**Task description:**
Quote exactly, and only, the lines of the material below from the line with "of the open" through the line with "of the fingernail.".

**Records provided:**
>>>

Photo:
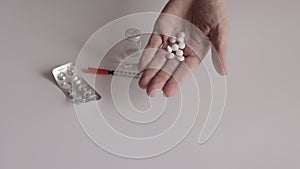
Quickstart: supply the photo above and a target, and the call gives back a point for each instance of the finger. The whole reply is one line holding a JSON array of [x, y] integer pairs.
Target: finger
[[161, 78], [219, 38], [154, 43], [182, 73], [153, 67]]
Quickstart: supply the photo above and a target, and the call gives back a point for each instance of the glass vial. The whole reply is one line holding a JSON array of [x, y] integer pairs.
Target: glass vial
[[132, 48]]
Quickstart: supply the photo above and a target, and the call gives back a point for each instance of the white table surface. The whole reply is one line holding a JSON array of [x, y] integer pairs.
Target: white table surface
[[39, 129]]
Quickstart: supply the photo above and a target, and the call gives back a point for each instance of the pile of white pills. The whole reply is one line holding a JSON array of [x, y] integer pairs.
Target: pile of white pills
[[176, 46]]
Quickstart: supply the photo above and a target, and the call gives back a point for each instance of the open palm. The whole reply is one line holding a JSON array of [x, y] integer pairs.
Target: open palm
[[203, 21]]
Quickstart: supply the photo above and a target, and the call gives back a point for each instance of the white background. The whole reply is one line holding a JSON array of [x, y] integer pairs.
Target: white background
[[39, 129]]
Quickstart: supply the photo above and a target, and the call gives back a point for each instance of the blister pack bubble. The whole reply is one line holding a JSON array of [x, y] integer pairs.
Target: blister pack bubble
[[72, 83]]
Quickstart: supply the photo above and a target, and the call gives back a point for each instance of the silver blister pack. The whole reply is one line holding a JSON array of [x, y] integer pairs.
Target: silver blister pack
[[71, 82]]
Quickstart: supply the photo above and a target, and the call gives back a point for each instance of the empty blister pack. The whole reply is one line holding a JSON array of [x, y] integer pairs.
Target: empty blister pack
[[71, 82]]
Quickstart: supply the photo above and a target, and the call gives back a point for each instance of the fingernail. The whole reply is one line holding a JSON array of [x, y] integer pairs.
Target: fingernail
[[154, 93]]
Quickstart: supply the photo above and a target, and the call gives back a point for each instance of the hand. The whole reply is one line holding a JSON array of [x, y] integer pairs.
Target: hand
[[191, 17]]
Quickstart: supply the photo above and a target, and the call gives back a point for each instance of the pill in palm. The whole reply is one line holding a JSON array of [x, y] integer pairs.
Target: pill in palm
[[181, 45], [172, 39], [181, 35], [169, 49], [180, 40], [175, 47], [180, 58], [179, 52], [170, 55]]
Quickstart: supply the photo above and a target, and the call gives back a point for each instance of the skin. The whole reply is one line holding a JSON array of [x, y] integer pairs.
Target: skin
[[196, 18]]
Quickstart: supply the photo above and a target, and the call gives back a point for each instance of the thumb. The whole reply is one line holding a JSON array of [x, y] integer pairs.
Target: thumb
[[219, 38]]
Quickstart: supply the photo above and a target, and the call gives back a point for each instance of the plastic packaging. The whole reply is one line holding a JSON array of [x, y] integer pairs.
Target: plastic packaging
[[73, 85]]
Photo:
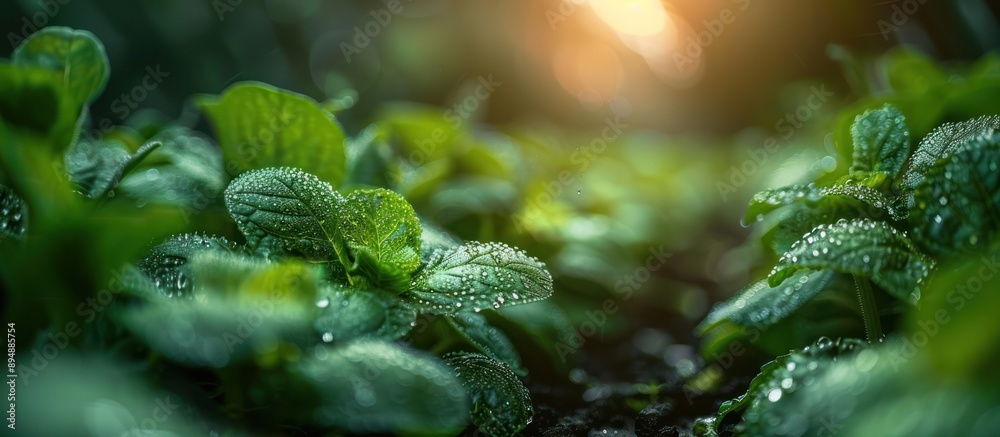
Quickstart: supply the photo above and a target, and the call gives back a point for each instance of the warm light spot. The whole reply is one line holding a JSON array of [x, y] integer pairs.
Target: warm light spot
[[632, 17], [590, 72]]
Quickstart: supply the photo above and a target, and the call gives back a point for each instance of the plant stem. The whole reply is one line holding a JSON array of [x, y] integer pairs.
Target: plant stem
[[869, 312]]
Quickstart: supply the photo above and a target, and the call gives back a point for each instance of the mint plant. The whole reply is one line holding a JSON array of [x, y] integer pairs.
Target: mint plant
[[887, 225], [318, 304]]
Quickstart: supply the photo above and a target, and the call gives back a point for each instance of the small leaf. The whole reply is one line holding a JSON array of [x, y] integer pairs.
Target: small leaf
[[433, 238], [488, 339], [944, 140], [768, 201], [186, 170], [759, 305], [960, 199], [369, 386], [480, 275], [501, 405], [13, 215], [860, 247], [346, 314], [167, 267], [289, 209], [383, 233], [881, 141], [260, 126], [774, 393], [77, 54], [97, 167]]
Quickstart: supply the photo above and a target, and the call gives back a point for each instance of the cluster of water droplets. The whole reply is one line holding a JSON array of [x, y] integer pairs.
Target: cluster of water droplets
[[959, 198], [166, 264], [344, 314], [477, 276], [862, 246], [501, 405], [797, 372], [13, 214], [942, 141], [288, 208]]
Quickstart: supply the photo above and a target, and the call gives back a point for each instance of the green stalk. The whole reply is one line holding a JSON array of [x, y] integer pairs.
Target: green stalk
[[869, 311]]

<<<

**Written answer:**
Quickstart: supply the photo above and a target, and the call gives back a point for each instance of the open palm. The whole reply is one line holding a JSON array of [x, y] integer pairs.
Target: open palm
[[203, 21]]
Quickstart: supply the photo above and a target, and the call gives back a point for each instance of the white background. The whole reply is one line holding a JSON array of [x, y] integer pairs.
Target: white background
[[39, 129]]
Quickstart: supply the photo above and a target, and the call gives back a point for each instance of the blister pack bubble. The whole reply is one line holding a JSON array of [x, y] integer pairs.
Target: blister pack bubble
[[72, 83]]
Quickstart: supply the photo above and a target, and the call gives back a point for each instance of the silver blister pack. The whole reply is one line holding a JSON array of [x, y] integer pairs.
Target: silver blister pack
[[71, 82]]
Quickstart: supply the photo above and a target, and the call gives back a point for each instance of the empty blister pack. The whole reply is one line holding a JSON array of [x, y] integer pairs.
Target: empty blister pack
[[71, 82]]
Quickstart: supply the photo above and a target, and the call gives back a point for each instance of the fingernail. The whole reply is one line holding a JSON array of [x, y] integer pairs.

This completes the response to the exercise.